— Problem description —
Retype the records in full, exactly as they stand.

Segment Start: Data for this task

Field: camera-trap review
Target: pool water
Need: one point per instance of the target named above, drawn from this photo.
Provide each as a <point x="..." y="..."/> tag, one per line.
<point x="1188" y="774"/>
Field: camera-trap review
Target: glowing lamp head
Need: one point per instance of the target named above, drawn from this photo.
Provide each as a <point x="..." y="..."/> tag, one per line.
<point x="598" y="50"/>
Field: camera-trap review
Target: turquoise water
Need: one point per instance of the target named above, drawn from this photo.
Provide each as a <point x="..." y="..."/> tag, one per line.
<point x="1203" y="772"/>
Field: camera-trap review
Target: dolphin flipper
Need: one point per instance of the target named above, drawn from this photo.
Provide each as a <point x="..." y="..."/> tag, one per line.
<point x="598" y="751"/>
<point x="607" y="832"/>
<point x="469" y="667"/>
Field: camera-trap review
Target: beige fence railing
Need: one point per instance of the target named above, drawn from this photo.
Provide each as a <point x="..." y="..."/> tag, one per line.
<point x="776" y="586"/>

Segment End: Data for this task

— Expected answer —
Field: camera-trap review
Target: pool water
Need: one point per instance of the target named above, drawn from this photo.
Provide each as a <point x="..." y="..."/> tag, one per line.
<point x="1188" y="774"/>
Field: camera-trap review
Target: glowing lamp head
Need: one point per instance of the target named above, drawn from this photo.
Provide each as a <point x="..." y="..."/> tag, one per line.
<point x="598" y="50"/>
Field: camera-trap review
Target: turquoise water
Need: one point per instance of the target named above, drawn from this photo.
Provide each as a <point x="..." y="..."/> tag, one per line.
<point x="1203" y="772"/>
Field: camera-trap review
Target: dolphin flipper
Need: one point per instance of the target named above, drawn from this photo.
Provide each as a <point x="..." y="..."/> tag, one per line.
<point x="598" y="751"/>
<point x="607" y="832"/>
<point x="469" y="667"/>
Field: camera-trap review
Target: beige fence railing
Need: one point per instance of the target named above, drawn from this photo.
Provide each as a <point x="..." y="..."/> tag, one per line.
<point x="776" y="586"/>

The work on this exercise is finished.